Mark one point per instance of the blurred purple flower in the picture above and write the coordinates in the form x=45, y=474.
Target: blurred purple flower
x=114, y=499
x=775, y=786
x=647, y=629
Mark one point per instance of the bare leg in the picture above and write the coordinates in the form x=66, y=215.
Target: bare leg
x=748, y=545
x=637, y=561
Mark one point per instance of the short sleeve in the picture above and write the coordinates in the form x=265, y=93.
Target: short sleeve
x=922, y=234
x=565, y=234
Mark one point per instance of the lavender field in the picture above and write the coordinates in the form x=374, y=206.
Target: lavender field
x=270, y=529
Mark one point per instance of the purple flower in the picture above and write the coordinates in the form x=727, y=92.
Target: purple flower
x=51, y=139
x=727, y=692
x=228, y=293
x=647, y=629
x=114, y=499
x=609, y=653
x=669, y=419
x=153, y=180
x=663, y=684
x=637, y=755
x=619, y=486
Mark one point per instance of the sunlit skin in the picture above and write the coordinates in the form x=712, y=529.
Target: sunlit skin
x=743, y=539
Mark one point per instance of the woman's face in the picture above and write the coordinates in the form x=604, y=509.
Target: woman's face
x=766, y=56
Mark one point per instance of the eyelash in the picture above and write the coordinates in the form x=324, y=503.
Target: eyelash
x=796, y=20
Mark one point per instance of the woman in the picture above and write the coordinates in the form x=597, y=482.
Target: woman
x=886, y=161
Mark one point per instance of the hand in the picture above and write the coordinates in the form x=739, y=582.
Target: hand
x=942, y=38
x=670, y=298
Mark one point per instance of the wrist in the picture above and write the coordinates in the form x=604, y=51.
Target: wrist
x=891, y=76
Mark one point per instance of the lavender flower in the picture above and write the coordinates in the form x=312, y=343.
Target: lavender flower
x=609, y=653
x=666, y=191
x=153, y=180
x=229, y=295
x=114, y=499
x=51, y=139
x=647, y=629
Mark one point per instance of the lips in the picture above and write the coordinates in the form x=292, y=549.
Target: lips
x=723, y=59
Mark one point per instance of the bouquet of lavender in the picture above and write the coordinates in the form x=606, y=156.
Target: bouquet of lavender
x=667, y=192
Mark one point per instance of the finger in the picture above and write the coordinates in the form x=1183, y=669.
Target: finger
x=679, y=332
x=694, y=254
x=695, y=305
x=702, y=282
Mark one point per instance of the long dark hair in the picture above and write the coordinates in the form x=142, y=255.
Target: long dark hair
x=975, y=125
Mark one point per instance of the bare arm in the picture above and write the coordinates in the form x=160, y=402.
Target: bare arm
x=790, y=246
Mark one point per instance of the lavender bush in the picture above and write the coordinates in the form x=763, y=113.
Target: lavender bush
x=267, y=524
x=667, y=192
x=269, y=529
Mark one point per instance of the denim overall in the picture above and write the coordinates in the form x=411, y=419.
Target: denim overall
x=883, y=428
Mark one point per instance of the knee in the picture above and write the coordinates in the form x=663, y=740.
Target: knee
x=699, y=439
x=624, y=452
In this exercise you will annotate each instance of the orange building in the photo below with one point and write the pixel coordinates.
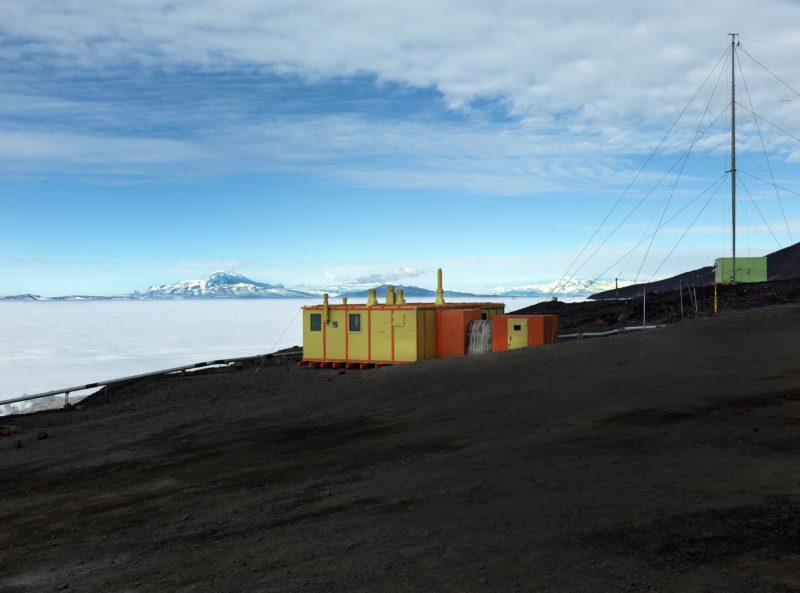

YOUR INSTRUCTIONS => Output all the lines above as a numbered list, skipping blank lines and leaving out the pictures.

RESULT FOR THIS TASK =>
1. Mark one point per instance of the blurred purple flower in the picture above and write the coordinates in the form x=45, y=474.
2. Target: blurred purple flower
3. x=114, y=499
4. x=775, y=786
5. x=647, y=629
6. Mark one point per instance of the bare leg in the picture above and write the coordinates in the form x=66, y=215.
7. Target: bare leg
8. x=748, y=545
9. x=637, y=561
10. Mark one point per instance of the short sleeve in the picture above and write the coordinates in the form x=265, y=93.
11. Target: short sleeve
12. x=922, y=234
13. x=565, y=234
14. Mark one point per instance of the lavender field in the picture above and write the coordinates in the form x=374, y=206.
15. Target: lavender field
16. x=270, y=529
17. Mark one point per instance of the purple flower in the picture above and write the coordinates in the form x=727, y=92.
18. Target: purple flower
19. x=51, y=139
20. x=727, y=692
21. x=228, y=293
22. x=647, y=629
23. x=114, y=499
24. x=609, y=653
25. x=669, y=419
26. x=153, y=180
27. x=663, y=684
28. x=637, y=755
29. x=619, y=486
30. Mark one point per instance of the sunlit skin in the picture above and write the coordinates in the form x=712, y=529.
31. Target: sunlit skin
32. x=743, y=539
33. Mark one point per instance of the woman's face in the picture above and write the coordinates in the form x=604, y=509.
34. Target: woman's face
35. x=766, y=56
36. Mark one point per instance of the eyelash in the picture above and write the coordinates in the form x=324, y=503.
37. Target: eyelash
38. x=796, y=20
39. Mark one point per instance of the woman in the picture above and write the coordinates in the form x=597, y=482.
40. Target: woman
41. x=886, y=161
42. Mark one point per instance of the hand in the picture above and write the coordinates in the form x=739, y=582.
43. Target: hand
44. x=942, y=38
45. x=670, y=298
46. Mark one point per instance of the wrist in the picture above and write the coordinates in the form x=604, y=51.
47. Target: wrist
48. x=891, y=76
49. Mark one point per instance of the lavender flower in the picture above and write the coordinates in the form x=312, y=343.
50. Target: lavender flower
51. x=609, y=653
52. x=666, y=191
53. x=153, y=180
54. x=229, y=295
55. x=114, y=499
56. x=51, y=139
57. x=647, y=629
58. Mark one point per instance of the lips in the picture above and write the coordinates in the form x=292, y=549.
59. Target: lips
60. x=723, y=59
61. Mark one point per instance of the bouquet of lavender in the picture above and write the coordinates in the form x=606, y=156.
62. Target: bouquet of lavender
63. x=667, y=192
64. Mark one point per instance of the finger in the picture above and write the coordinates in the form x=1183, y=669.
65. Target: finger
66. x=679, y=332
67. x=694, y=254
68. x=695, y=305
69. x=702, y=282
70. Mark one point per instance of the long dark hair in the picture above and write the coordinates in the form x=142, y=255.
71. Target: long dark hair
72. x=975, y=125
73. Mark one point per instance of the bare arm in the picture above and write the coordinates in the form x=160, y=402.
74. Target: bare arm
75. x=790, y=246
76. Mark one point per instance of the lavender bush in the picture above and write the coordinates in the form x=763, y=113.
77. Target: lavender bush
78. x=267, y=524
79. x=667, y=192
80. x=269, y=529
81. Mark one point per instance of the denim overall in the picture above and write the coordinates in the form x=411, y=419.
82. Target: denim overall
83. x=883, y=428
84. Mark one point per instance of the knee in the picture above and write the coordinates in the form x=663, y=740.
85. Target: knee
86. x=699, y=439
87. x=624, y=452
88. In this exercise you will annotate each instance of the orange building in the photo below with one point and write the pixel coordinates.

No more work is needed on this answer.